The task - Copy the records below line for line, without changing anything, and leave the pictures out.

Extracted entries -

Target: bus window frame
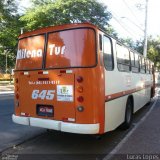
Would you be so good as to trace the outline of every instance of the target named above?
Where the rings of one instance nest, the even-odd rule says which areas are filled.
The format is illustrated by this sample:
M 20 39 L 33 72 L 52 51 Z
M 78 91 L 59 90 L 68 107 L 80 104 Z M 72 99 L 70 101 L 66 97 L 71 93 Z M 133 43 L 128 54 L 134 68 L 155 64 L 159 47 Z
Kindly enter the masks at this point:
M 41 36 L 41 35 L 44 35 L 44 50 L 43 50 L 43 53 L 42 53 L 42 64 L 41 64 L 41 68 L 34 68 L 34 69 L 15 69 L 14 72 L 16 71 L 39 71 L 39 70 L 42 70 L 43 69 L 43 65 L 44 65 L 44 55 L 45 55 L 45 51 L 46 51 L 46 40 L 47 40 L 47 34 L 46 33 L 41 33 L 41 34 L 33 34 L 33 35 L 30 35 L 30 36 L 26 36 L 26 37 L 23 37 L 23 38 L 19 38 L 18 39 L 18 46 L 19 46 L 19 41 L 22 40 L 22 39 L 26 39 L 26 38 L 30 38 L 30 37 L 35 37 L 35 36 Z M 18 47 L 17 47 L 17 50 L 18 50 Z M 17 56 L 17 55 L 16 55 Z M 17 57 L 16 57 L 16 61 L 17 61 Z
M 143 66 L 143 62 L 144 61 L 144 66 Z M 140 73 L 142 74 L 146 74 L 146 62 L 145 62 L 145 58 L 141 55 L 139 55 L 139 62 L 140 62 Z
M 56 33 L 56 32 L 61 32 L 61 31 L 68 31 L 68 30 L 76 30 L 76 29 L 92 29 L 94 31 L 94 37 L 95 37 L 95 64 L 93 66 L 74 66 L 74 67 L 54 67 L 54 68 L 46 68 L 46 57 L 47 57 L 47 46 L 48 46 L 48 35 L 50 33 Z M 29 36 L 24 36 L 23 38 L 18 39 L 18 43 L 21 39 L 29 38 L 29 37 L 34 37 L 34 36 L 39 36 L 39 35 L 44 35 L 45 38 L 45 43 L 44 43 L 44 51 L 43 51 L 43 56 L 42 56 L 42 67 L 39 68 L 34 68 L 34 69 L 19 69 L 15 70 L 17 71 L 39 71 L 39 70 L 53 70 L 53 69 L 69 69 L 69 68 L 94 68 L 98 65 L 98 48 L 97 48 L 97 31 L 95 28 L 92 27 L 77 27 L 77 28 L 67 28 L 67 29 L 60 29 L 56 31 L 51 31 L 51 32 L 45 32 L 45 33 L 40 33 L 40 34 L 33 34 Z M 18 49 L 17 49 L 18 50 Z
M 117 50 L 117 46 L 121 46 L 121 47 L 123 47 L 123 48 L 125 48 L 125 49 L 128 50 L 129 64 L 121 63 L 121 62 L 118 61 L 118 50 Z M 129 50 L 129 48 L 127 48 L 126 46 L 124 46 L 124 45 L 122 45 L 122 44 L 120 44 L 120 43 L 116 43 L 116 61 L 117 61 L 117 69 L 118 69 L 119 72 L 131 72 L 130 50 Z M 122 69 L 119 68 L 119 64 L 124 65 L 124 66 L 128 66 L 129 69 L 128 69 L 128 70 L 122 70 Z
M 68 31 L 68 30 L 77 30 L 77 29 L 91 29 L 94 31 L 94 35 L 95 35 L 95 64 L 93 66 L 69 66 L 69 67 L 50 67 L 50 68 L 46 68 L 46 58 L 47 58 L 47 46 L 48 46 L 48 37 L 49 34 L 51 33 L 56 33 L 56 32 L 62 32 L 62 31 Z M 52 32 L 47 32 L 47 43 L 46 43 L 46 52 L 45 52 L 45 64 L 44 64 L 44 70 L 53 70 L 53 69 L 69 69 L 69 68 L 94 68 L 97 66 L 98 64 L 98 47 L 97 47 L 97 32 L 94 28 L 92 27 L 77 27 L 77 28 L 68 28 L 68 29 L 63 29 L 63 30 L 56 30 L 56 31 L 52 31 Z
M 111 54 L 112 54 L 112 69 L 108 69 L 107 66 L 105 65 L 105 62 L 104 62 L 104 37 L 108 38 L 109 41 L 110 41 L 110 44 L 111 44 Z M 103 64 L 104 64 L 104 67 L 107 71 L 113 71 L 114 70 L 114 54 L 113 54 L 113 42 L 112 42 L 112 39 L 110 37 L 108 37 L 106 34 L 104 34 L 102 36 L 102 50 L 103 50 Z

Written solution -
Target: bus window frame
Would you be so good as to trace the outline of every instance of the target named above?
Where the rings of one instance nest, the even-odd rule says which areas are filled.
The format is illustrated by this sample:
M 20 39 L 33 72 L 52 51 Z
M 78 91 L 59 90 L 68 107 L 80 104 Z M 72 99 L 70 101 L 66 97 L 71 93 Z M 133 43 L 128 54 L 134 68 L 155 64 L 159 47 Z
Kindly enter the masks at this point:
M 41 36 L 41 35 L 44 35 L 44 50 L 43 50 L 43 53 L 42 53 L 42 64 L 41 64 L 41 68 L 34 68 L 34 69 L 15 69 L 14 72 L 16 71 L 39 71 L 39 70 L 42 70 L 43 69 L 43 65 L 44 65 L 44 55 L 45 55 L 45 51 L 46 51 L 46 40 L 47 40 L 47 34 L 46 33 L 41 33 L 41 34 L 33 34 L 33 35 L 30 35 L 30 36 L 26 36 L 26 37 L 23 37 L 23 38 L 19 38 L 18 39 L 18 46 L 19 46 L 19 41 L 22 40 L 22 39 L 26 39 L 26 38 L 30 38 L 30 37 L 35 37 L 35 36 Z M 18 47 L 17 47 L 17 50 L 18 50 Z M 17 56 L 17 55 L 16 55 Z M 17 57 L 16 57 L 16 61 L 17 61 Z
M 143 66 L 143 62 L 144 61 L 144 66 Z M 140 73 L 142 74 L 146 74 L 146 62 L 145 62 L 145 58 L 141 55 L 139 55 L 139 62 L 140 62 Z
M 56 33 L 56 32 L 61 32 L 61 31 L 68 31 L 68 30 L 76 30 L 76 29 L 92 29 L 94 31 L 94 37 L 95 37 L 95 64 L 93 66 L 74 66 L 74 67 L 54 67 L 54 68 L 46 68 L 46 57 L 47 57 L 47 46 L 48 46 L 48 35 L 50 33 Z M 29 36 L 24 36 L 23 38 L 18 39 L 18 43 L 21 39 L 29 38 L 29 37 L 34 37 L 34 36 L 39 36 L 39 35 L 44 35 L 45 38 L 45 43 L 44 43 L 44 51 L 43 51 L 43 56 L 42 56 L 42 67 L 39 68 L 34 68 L 34 69 L 19 69 L 15 70 L 17 71 L 39 71 L 39 70 L 53 70 L 53 69 L 69 69 L 69 68 L 94 68 L 98 65 L 98 48 L 97 48 L 97 31 L 95 28 L 92 27 L 77 27 L 77 28 L 67 28 L 67 29 L 60 29 L 56 31 L 51 31 L 51 32 L 45 32 L 45 33 L 40 33 L 40 34 L 33 34 Z M 18 49 L 17 49 L 18 50 Z
M 117 50 L 117 46 L 121 46 L 121 47 L 123 47 L 123 48 L 125 48 L 125 49 L 128 50 L 129 64 L 121 63 L 121 62 L 118 61 L 118 50 Z M 129 50 L 129 48 L 127 48 L 126 46 L 124 46 L 124 45 L 122 45 L 122 44 L 120 44 L 120 43 L 116 43 L 116 61 L 117 61 L 117 69 L 118 69 L 119 72 L 131 72 L 130 50 Z M 122 69 L 119 68 L 119 64 L 124 65 L 124 66 L 128 66 L 129 69 L 128 69 L 128 70 L 122 70 Z
M 68 31 L 68 30 L 77 30 L 77 29 L 91 29 L 94 31 L 94 35 L 95 35 L 95 64 L 93 66 L 69 66 L 69 67 L 50 67 L 50 68 L 46 68 L 46 58 L 47 58 L 47 46 L 48 46 L 48 37 L 49 34 L 51 33 L 56 33 L 56 32 L 62 32 L 62 31 Z M 52 32 L 47 32 L 47 43 L 46 43 L 46 52 L 45 52 L 45 64 L 44 64 L 44 70 L 53 70 L 53 69 L 69 69 L 69 68 L 94 68 L 97 66 L 98 64 L 98 47 L 97 47 L 97 32 L 94 28 L 92 27 L 77 27 L 77 28 L 68 28 L 68 29 L 63 29 L 63 30 L 56 30 L 56 31 L 52 31 Z
M 111 54 L 112 54 L 112 69 L 108 69 L 107 66 L 105 65 L 105 62 L 104 62 L 104 37 L 108 38 L 109 41 L 110 41 L 110 44 L 111 44 Z M 103 64 L 104 64 L 104 67 L 107 71 L 113 71 L 114 70 L 114 54 L 113 54 L 113 42 L 112 42 L 112 39 L 110 37 L 108 37 L 106 34 L 104 34 L 102 36 L 102 50 L 103 50 Z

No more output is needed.